Source text:
Similarly, if I wanted to rename a photo or a series of photos, if I went out and did that in my computer's filesystem then Lightroom would get confused. But if I do it within Lightroom then Lightroom knows the change took place. Let's say I wanted to rename this photo with a boat. I have the photo selected, I can go to the Library menu and pick 'Rename Photo' and then I just type the new name in right here. If I had selected a whole series of photos, I could use this custom file naming template and rename all of them all, at once in one operation. As long as you do these things from within Lightroom than it doesn't get confused.

But let's see what would happen if I did these operations using my computer's file system instead. For example I'm going to drag the folder called 'boats' from 'October' over into 'September' using my computer's file system. Now let's go see what this looks like in Lightroom. We can see the folder here in the left panel of Lightroom has the question mark because Lightroom can't find the folder anymore. You can see each individual photo in here has the exclamation mark indicating that the photo is missing. If I wanted to use the photo, for example to export it, I would get a warning that I'm unable to because the source file is offline or missing. So, how do you get out of this position? How do you repair things when Lightroom has lost track of your photos?

Fortunately, Lightroom is designed to help you easily re-find and reconnect to your missing photos or folders. Let's take the example of a folder. First, if I right-click here on the folder that has the question mark on it you see on the right-click menu and item called 'Find Missing Folder.' This brings up my computer's file system and all I have to do is go find the folder the Lightroom is lost track of - I know it's in here - select that folder, and when I choose it we can come back to Lightroom and we can see now Lightroom has recovered it. It's got in its proper place, and the photos no longer have the missing exclamation mark, the folder no longer has the question mark and everything is good and ready to go.

Job 1:
Answer these questions using the Lightroom excerpt:
(a) Which menu holds the 'Rename Photo' command?
(b) What mark does Lightroom show on a folder it can no longer find?
(c) Which right-click menu item is used to reconnect a lost folder?
Job 2:
Can you set down the Lightroom excerpt word for word, from "But let's see" up to and including "of your photos?"?
The material after this comes from a separate source.

Object location annotation data
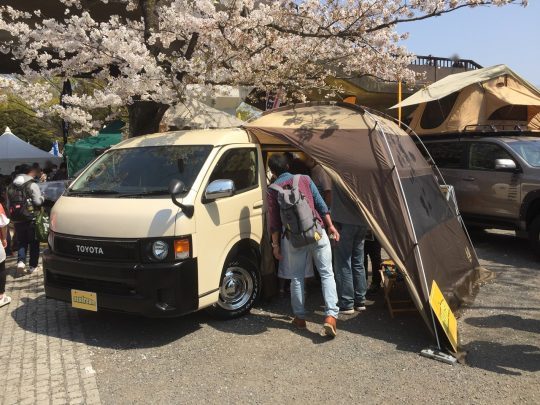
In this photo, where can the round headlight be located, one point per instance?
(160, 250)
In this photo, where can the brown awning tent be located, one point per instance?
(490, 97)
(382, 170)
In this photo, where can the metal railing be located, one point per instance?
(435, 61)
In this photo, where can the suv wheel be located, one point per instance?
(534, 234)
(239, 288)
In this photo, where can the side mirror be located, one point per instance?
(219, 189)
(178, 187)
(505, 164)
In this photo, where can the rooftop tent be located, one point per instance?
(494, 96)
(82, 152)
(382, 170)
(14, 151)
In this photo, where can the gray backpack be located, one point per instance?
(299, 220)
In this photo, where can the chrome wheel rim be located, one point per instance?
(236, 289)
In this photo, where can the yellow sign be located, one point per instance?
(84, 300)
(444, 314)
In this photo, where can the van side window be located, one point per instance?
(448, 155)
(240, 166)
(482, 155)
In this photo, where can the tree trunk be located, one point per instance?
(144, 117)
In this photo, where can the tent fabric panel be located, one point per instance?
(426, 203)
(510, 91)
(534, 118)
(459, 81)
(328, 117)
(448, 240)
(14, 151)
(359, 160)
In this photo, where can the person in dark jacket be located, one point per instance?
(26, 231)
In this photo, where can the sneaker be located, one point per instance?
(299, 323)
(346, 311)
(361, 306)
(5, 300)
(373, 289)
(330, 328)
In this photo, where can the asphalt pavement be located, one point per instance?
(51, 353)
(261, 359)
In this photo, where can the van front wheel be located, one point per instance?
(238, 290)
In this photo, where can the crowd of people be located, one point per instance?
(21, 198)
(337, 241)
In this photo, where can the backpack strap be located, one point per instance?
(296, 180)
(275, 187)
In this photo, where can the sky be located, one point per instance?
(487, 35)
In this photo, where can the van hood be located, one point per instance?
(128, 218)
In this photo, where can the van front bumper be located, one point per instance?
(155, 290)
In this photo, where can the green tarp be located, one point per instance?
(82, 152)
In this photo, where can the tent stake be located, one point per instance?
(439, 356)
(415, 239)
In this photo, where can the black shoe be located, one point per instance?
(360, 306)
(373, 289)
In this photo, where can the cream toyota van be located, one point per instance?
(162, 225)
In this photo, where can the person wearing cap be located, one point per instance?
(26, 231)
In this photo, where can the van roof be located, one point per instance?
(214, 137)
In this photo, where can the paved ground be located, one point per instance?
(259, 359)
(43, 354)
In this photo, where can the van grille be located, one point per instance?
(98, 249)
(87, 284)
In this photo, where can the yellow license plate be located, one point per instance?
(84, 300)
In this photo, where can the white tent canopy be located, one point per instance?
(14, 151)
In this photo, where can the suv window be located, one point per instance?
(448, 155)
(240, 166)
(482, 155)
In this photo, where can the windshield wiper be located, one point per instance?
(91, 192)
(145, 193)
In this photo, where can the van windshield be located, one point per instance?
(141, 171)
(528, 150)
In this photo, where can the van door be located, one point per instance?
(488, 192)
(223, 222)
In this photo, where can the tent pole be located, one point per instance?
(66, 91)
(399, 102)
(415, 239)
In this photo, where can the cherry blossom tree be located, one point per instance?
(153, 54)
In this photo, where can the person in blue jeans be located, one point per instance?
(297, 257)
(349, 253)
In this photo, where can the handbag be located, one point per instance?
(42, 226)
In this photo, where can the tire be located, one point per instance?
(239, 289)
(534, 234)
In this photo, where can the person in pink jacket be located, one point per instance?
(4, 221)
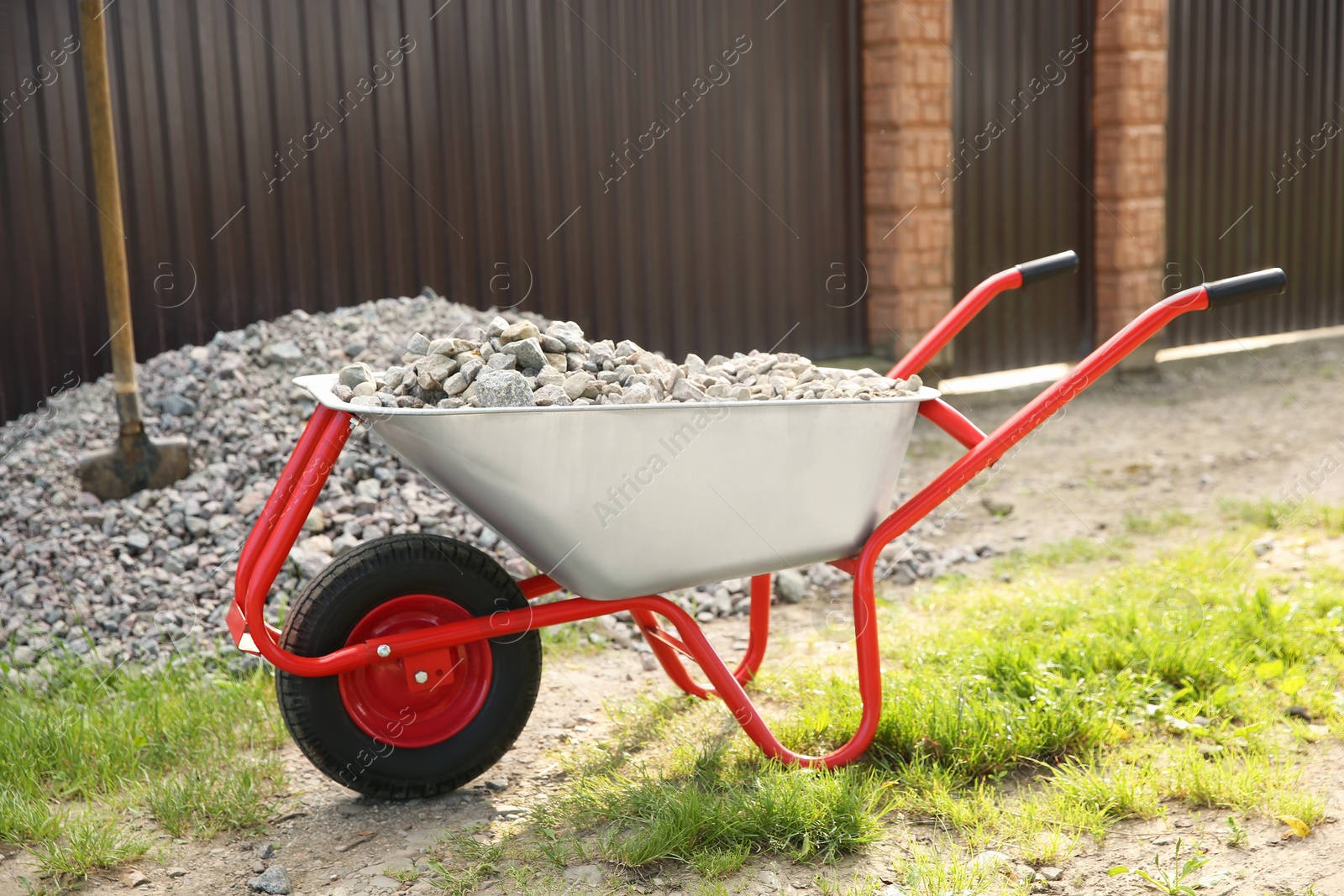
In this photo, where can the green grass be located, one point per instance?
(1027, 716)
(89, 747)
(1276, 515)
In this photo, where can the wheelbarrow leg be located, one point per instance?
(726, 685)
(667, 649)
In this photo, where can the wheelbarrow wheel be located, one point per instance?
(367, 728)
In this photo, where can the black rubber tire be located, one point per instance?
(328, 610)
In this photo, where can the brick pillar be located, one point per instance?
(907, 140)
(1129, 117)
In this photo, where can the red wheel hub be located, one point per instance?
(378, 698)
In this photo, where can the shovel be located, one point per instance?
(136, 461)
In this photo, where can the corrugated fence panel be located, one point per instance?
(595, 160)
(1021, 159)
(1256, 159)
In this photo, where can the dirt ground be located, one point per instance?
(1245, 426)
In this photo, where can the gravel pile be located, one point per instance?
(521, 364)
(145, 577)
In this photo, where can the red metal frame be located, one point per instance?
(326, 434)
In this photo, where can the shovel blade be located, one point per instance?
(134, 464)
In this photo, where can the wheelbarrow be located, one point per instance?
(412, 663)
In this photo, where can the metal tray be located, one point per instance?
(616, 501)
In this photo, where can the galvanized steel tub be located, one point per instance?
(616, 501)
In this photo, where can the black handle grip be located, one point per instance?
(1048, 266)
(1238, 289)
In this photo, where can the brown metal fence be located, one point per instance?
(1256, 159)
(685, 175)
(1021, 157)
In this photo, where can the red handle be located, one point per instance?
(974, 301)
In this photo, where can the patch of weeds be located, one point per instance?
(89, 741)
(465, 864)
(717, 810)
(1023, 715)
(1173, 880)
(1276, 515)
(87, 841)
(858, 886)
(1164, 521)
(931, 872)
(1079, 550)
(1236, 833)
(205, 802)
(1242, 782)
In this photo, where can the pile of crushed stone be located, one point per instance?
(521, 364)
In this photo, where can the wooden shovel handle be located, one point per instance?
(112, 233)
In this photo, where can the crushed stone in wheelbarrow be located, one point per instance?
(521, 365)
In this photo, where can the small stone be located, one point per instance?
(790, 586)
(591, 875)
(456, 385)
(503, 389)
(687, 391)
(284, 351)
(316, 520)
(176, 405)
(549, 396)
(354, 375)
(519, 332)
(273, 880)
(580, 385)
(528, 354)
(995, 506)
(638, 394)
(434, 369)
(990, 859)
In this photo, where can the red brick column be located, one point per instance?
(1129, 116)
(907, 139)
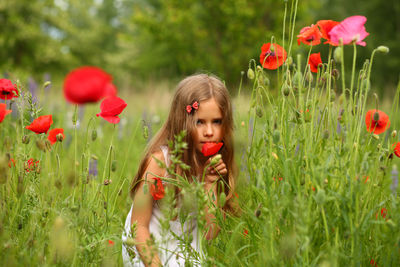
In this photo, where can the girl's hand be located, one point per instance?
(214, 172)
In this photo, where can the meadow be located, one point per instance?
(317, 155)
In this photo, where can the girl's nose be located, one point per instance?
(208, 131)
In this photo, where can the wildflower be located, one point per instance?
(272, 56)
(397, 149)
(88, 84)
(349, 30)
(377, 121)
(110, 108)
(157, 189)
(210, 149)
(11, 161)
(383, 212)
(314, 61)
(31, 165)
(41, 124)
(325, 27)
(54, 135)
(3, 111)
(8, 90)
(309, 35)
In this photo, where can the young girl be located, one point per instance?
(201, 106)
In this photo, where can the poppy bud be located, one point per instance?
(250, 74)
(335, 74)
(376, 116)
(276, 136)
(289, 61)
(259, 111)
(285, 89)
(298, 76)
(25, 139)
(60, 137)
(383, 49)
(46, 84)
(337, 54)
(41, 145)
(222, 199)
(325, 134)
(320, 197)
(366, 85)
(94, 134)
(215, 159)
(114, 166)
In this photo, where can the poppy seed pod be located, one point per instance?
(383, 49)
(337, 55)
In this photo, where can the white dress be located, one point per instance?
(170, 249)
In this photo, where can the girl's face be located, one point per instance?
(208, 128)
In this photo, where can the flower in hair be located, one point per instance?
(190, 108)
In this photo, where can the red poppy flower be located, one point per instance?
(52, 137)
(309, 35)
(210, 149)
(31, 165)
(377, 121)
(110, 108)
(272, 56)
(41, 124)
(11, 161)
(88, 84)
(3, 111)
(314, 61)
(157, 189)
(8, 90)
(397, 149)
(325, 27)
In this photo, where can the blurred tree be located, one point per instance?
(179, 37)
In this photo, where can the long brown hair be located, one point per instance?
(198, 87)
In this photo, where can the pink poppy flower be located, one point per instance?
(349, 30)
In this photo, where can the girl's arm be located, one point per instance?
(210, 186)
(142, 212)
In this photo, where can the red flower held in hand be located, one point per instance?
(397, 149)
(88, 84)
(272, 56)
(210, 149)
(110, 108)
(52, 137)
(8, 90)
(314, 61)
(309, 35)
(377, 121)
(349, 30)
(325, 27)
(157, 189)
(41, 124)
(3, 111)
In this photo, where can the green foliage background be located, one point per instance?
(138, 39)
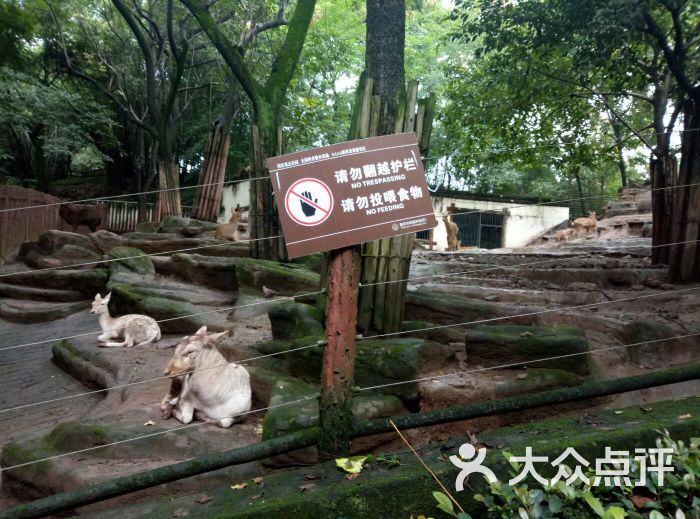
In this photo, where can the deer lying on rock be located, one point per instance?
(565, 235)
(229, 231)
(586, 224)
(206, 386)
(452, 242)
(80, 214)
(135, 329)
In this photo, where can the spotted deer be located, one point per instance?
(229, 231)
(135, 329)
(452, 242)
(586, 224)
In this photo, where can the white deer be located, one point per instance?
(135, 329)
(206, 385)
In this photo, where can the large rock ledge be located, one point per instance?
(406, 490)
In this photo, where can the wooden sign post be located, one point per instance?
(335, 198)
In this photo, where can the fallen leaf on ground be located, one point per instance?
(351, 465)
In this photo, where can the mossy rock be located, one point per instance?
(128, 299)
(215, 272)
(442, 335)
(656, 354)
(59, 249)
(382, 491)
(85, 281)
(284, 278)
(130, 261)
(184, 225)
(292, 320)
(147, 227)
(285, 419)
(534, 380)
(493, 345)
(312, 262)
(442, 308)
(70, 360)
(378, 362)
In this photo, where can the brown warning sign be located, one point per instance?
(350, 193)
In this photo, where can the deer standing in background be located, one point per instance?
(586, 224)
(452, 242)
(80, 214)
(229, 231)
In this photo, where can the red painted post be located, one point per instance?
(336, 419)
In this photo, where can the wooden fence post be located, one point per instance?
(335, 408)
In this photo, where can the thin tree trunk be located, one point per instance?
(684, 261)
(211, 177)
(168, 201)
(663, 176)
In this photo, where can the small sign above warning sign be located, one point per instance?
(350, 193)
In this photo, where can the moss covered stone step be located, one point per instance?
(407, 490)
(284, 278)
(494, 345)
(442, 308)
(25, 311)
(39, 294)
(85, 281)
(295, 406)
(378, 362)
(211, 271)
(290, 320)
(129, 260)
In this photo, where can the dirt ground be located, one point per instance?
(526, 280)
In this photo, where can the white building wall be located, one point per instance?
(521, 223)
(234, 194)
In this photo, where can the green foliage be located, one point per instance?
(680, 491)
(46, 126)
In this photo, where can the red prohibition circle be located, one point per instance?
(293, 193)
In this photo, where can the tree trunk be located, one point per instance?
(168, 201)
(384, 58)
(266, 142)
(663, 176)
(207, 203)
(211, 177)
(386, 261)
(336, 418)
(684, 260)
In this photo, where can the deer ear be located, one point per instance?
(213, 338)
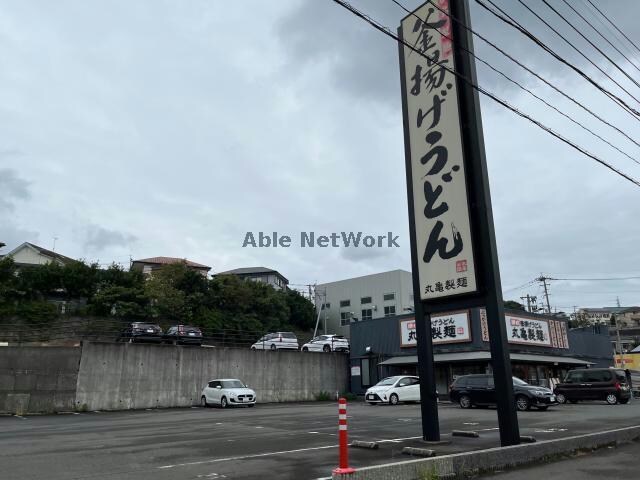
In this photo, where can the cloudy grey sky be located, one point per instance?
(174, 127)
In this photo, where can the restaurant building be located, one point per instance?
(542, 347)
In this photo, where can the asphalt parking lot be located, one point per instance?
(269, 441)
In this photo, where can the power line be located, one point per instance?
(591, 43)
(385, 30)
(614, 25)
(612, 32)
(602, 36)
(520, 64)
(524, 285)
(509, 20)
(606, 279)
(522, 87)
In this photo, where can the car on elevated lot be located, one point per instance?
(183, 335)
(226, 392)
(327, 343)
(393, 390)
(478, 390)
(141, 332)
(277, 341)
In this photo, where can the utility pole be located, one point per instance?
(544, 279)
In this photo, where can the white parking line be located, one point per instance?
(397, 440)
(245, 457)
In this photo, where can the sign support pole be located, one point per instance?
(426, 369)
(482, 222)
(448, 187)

Solution 1:
(a) The Library menu.
(b) A question mark.
(c) 'Find Missing Folder.'

Solution 2:
But let's see what would happen if I did these operations using my computer's file system instead. For example I'm going to drag the folder called 'boats' from 'October' over into 'September' using my computer's file system. Now let's go see what this looks like in Lightroom. We can see the folder here in the left panel of Lightroom has the question mark because Lightroom can't find the folder anymore. You can see each individual photo in here has the exclamation mark indicating that the photo is missing. If I wanted to use the photo, for example to export it, I would get a warning that I'm unable to because the source file is offline or missing. So, how do you get out of this position? How do you repair things when Lightroom has lost track of your photos?